Work to do :: Starting at the line that contains "Where can the white" and stopping after the line that contains "(1057, 390)", write those lines out again with "concrete facade" changed to "stone facade" and everything else left as is.

Labeled-object pointing items

┌────────

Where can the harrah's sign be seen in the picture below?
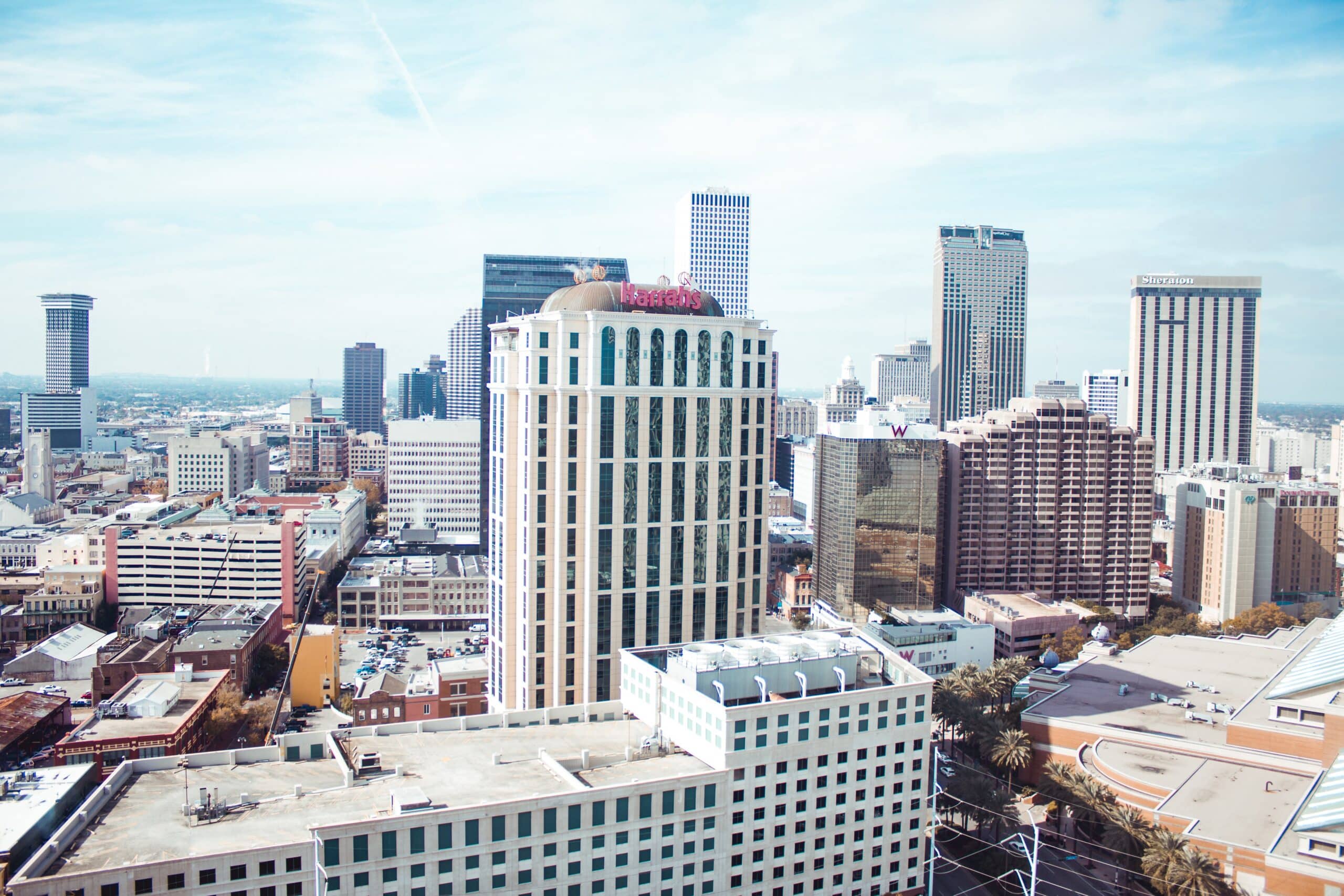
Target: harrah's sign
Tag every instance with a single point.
(671, 297)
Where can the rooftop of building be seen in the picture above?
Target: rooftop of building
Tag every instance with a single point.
(1026, 605)
(784, 667)
(616, 296)
(151, 688)
(1235, 673)
(29, 796)
(19, 712)
(144, 821)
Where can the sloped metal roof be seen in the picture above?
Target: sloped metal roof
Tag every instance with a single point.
(1321, 667)
(1326, 806)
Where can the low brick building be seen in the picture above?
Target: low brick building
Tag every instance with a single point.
(155, 715)
(119, 662)
(29, 722)
(448, 688)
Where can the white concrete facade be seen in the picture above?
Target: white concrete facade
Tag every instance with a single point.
(628, 481)
(435, 476)
(217, 462)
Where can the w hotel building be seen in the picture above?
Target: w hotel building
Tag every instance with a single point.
(1193, 363)
(628, 473)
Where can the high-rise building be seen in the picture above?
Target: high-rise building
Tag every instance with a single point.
(1050, 499)
(319, 452)
(365, 381)
(217, 462)
(841, 400)
(68, 342)
(38, 472)
(1194, 363)
(423, 393)
(463, 366)
(902, 373)
(1108, 393)
(713, 244)
(68, 409)
(979, 321)
(628, 476)
(515, 285)
(879, 493)
(1241, 542)
(797, 417)
(433, 477)
(1057, 390)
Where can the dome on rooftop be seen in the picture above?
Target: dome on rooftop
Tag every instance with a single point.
(605, 296)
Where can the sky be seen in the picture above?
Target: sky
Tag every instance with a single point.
(264, 183)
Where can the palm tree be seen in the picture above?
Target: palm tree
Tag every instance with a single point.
(1127, 835)
(1160, 856)
(1195, 873)
(1011, 751)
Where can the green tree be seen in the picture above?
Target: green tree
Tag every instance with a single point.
(1163, 851)
(1260, 620)
(1127, 836)
(1011, 751)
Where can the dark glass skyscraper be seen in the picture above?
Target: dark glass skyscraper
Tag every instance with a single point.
(362, 398)
(68, 340)
(518, 285)
(879, 523)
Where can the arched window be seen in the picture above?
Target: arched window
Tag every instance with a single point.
(679, 358)
(608, 356)
(726, 362)
(632, 356)
(702, 358)
(656, 358)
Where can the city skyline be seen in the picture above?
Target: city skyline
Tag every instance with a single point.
(152, 227)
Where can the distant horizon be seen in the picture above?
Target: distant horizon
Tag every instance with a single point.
(784, 393)
(245, 187)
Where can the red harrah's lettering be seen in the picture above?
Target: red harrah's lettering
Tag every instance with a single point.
(679, 297)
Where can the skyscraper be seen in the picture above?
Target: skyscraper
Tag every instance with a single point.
(463, 368)
(68, 409)
(713, 244)
(1107, 393)
(68, 340)
(879, 503)
(423, 393)
(433, 477)
(1193, 356)
(362, 398)
(518, 285)
(1047, 498)
(902, 373)
(628, 476)
(979, 321)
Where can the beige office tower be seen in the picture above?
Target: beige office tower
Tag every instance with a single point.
(628, 479)
(1193, 363)
(1047, 498)
(1241, 541)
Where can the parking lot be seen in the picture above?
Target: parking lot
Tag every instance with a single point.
(417, 657)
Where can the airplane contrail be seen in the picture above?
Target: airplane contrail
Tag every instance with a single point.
(406, 75)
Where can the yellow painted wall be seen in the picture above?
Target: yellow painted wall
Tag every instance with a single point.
(316, 676)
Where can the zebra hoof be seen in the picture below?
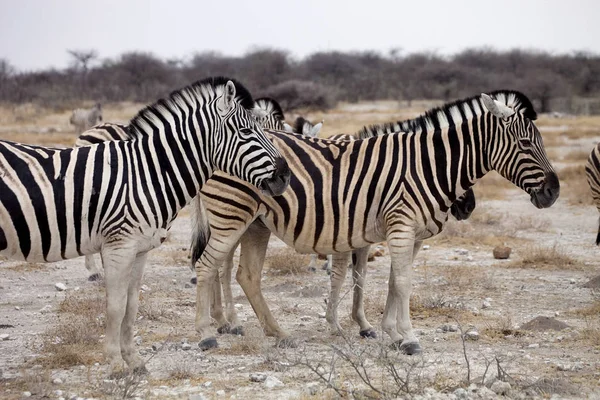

└────────

Solution to the problem ::
Where can the white stone facade be seen in the picture above?
Target: white stone facade
Tag every instance with a single point.
(628, 481)
(435, 476)
(217, 462)
Where can the w hotel building be seen in the picture above?
Target: w hotel building
Tag every instance with a single point.
(1193, 363)
(628, 473)
Where can the high-rise building be seen in the picture above?
Target: high-rise building
Tag every instance with a single point.
(1050, 499)
(319, 452)
(365, 381)
(217, 462)
(841, 400)
(68, 342)
(38, 472)
(1194, 363)
(423, 393)
(463, 366)
(902, 373)
(1108, 393)
(713, 244)
(68, 409)
(979, 321)
(628, 476)
(515, 285)
(879, 493)
(1241, 542)
(797, 417)
(433, 477)
(1057, 390)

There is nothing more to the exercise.